Document section:
It seems like a lifetime ago but in reality it is just under a year ago that our son, an Honours Psychology student, told us that he is gay. I will never forget the exact moment when he told me.

It felt surreal for a moment, but I can honestly say that despite the usual questions like “Are you sure?” there was no hesitation and my acceptance was total and complete. After all he was still the same son I loved before he told me, so why should anything change now.

In hindsight I realised how stupid the question “Are you sure?” was! Who on earth, and especially someone as honest and open as my son, would tell anyone something so important if they were not sure?!

A special bond
We talked about it a lot, my son and I, before we told my husband. Although we are a very close family, which includes an older son, this son and I have always had a special bond.

Over the years I had often wondered why we were so close and I now realised that although I had never thought he was gay, this was possibly the reason for our closeness, the fact that subconsciously I must have known that he was struggling with his identity. I felt I needed to hear all about his feelings and struggles with his own acceptance of being gay.

I recall that it was not easy in the beginning for him to talk about it, because he still felt “raw” inside from all the emotions he had recently been through. In our talks he told me how he had felt “different” from the time he was a young boy, but had only fully realised what it all meant when he was about 14/15 years old.

Then he spent the next 5 years denying it for all the obvious reasons before finally at the age of 20 years coming to terms with the fact that this is who he is. Then because he is just not the secretive type he decided that he wanted to embrace his life as a normal person who just happens to be gay and the first step was to tell us. A step which I feel has taught us all the meaning of the word courage. It could not have been easy for him, despite the fact that we are so close and as such in my view was extremely courageous.

Guilt, my first emotion
One of the first emotions I went through was guilt. Guilt that I had not realised that he was struggling with this issue during his teenage years and therefore I had not been able to help him through it. I have since realised, partly with the help of a psychologist that this was something he had to do on his own and first and foremost for himself, at his own pace and in his own time. I believe that he has come out of it a much stronger, happier and fulfilled person because the decision was his and his alone to embrace who he is openly and honestly.

My son has often teased me since by saying “Mom, what were you thinking?” because his friends at school were mainly girls, he was more cultural than sporty, was very involved in community work, very meticulous about his work and himself etc, etc. But to me he was just my child and was not defined by his interests.

As far as I was concerned there were no feminine or other tendencies that pointed to the fact that he might be gay. I used to say that he would make a really good husband and father one day and I still believe he will. The fact that some family members and friends were not particularly surprised when they were told does not bother me anymore. I am concerned with the here and now and the future, not the past.

Telling father
His father, when told a couple of days later, was also absolutely fine with it, although he was a little quiet for a few days. That is just his way, I am a verbaliser and need to talk and interact, and he is not. We bought a book especially for parents of gay children which was very helpful and did a lot of research, not all of which was beneficial purely because there is a lot of negativity about being gay, lesbian or bisexual. But it was all part of the learning curve.

Material provided:
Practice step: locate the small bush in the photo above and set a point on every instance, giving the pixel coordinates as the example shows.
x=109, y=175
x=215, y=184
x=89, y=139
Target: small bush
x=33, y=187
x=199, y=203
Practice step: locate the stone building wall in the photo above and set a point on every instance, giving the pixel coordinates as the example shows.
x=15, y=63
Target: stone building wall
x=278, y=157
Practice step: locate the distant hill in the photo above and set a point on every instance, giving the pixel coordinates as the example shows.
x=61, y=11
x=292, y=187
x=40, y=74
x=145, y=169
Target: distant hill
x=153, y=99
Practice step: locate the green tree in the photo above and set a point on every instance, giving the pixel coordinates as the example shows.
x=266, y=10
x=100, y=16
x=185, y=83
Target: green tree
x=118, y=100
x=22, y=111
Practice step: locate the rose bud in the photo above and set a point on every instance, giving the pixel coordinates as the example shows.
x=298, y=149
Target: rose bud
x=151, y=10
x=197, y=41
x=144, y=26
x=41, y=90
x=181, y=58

Problems and tasks:
1: In the account of a son coming out, at what age did the son finally come to terms with being gay?
2: List the section headings in the account of a son coming out.
The entries have no connection to the account of a son coming out.

Complete answers:
1: At 20.

2:
A special bond
Guilt, my first emotion
Telling father